> [Instructions to follow]: Retype exactly the lines from the line with "on jersey in the picture above." to the end of the data, keeping both boundary lines.

--- start Source material ---

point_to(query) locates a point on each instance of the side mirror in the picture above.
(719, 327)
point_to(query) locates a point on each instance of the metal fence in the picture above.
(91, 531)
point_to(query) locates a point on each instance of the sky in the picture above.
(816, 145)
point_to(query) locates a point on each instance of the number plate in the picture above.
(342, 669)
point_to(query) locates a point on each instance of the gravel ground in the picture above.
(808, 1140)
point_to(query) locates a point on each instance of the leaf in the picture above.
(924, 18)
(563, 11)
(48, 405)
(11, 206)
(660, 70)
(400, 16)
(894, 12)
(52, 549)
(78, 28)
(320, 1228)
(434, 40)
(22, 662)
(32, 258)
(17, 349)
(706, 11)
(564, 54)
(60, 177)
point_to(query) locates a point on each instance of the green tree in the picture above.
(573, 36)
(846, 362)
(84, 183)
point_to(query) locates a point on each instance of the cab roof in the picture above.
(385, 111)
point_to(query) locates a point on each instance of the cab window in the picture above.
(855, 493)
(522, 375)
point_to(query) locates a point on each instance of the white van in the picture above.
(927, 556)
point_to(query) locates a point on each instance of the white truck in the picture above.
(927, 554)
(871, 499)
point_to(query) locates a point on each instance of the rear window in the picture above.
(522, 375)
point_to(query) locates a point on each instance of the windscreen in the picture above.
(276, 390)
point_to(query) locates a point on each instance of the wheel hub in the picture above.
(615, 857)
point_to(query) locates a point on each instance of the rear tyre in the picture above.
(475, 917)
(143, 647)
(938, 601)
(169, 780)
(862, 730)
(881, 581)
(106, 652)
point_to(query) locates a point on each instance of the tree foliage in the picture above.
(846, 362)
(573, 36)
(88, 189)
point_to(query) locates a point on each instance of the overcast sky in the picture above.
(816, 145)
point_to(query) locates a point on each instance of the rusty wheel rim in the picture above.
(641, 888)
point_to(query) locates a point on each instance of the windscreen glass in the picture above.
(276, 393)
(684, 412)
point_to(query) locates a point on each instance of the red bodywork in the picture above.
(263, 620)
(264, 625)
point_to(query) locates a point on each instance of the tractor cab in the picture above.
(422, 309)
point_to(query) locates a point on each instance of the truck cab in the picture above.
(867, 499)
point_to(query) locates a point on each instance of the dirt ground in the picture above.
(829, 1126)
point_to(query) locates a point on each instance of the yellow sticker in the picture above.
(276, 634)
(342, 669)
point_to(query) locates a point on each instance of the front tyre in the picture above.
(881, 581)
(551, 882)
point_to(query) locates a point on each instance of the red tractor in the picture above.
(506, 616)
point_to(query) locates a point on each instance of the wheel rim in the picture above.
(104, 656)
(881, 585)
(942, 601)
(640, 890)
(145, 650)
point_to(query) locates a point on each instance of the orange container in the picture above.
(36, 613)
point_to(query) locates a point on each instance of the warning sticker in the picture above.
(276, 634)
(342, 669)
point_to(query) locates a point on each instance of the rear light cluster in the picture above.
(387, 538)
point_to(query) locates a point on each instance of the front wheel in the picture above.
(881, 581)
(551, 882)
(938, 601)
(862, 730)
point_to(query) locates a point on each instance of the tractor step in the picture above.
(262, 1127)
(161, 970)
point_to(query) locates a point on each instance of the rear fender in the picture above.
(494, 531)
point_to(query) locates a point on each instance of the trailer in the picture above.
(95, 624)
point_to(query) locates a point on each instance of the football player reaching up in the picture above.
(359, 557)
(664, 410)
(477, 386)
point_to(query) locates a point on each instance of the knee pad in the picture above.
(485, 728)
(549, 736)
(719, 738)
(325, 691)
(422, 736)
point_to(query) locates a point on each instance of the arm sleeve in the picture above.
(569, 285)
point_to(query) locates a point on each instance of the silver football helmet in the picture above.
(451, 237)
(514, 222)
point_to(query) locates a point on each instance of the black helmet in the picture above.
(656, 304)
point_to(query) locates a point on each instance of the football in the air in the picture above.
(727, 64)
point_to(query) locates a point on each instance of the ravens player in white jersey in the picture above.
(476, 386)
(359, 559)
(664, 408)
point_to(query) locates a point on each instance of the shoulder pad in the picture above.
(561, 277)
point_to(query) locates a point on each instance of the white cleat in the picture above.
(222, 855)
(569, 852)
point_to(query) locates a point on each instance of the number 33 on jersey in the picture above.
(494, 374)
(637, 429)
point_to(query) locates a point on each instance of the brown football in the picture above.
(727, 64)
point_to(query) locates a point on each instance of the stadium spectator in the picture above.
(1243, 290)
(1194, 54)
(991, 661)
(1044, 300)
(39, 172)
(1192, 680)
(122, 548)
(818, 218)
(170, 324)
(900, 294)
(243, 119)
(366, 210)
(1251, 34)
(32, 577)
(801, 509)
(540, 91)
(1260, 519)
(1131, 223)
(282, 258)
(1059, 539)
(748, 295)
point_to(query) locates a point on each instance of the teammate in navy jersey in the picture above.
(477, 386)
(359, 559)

--- end Source material ---

> [Task solution]:
point_to(query) locates a point on each instance of the number 33 on jersey in the picture above.
(494, 374)
(637, 429)
point_to(query) locates a point on each instance of the brown football in the picture above.
(727, 64)
point_to(query) locates a point on each instance of the stadium spectator in the picture above.
(1243, 290)
(1194, 54)
(991, 661)
(1044, 300)
(39, 172)
(1192, 680)
(122, 548)
(818, 218)
(170, 324)
(900, 294)
(243, 119)
(366, 210)
(1251, 34)
(32, 577)
(801, 509)
(540, 91)
(1260, 519)
(1131, 223)
(282, 258)
(1059, 539)
(748, 295)
point_to(query) locates a point on each instance of the teammate in navy jersey in the picture above.
(477, 386)
(359, 559)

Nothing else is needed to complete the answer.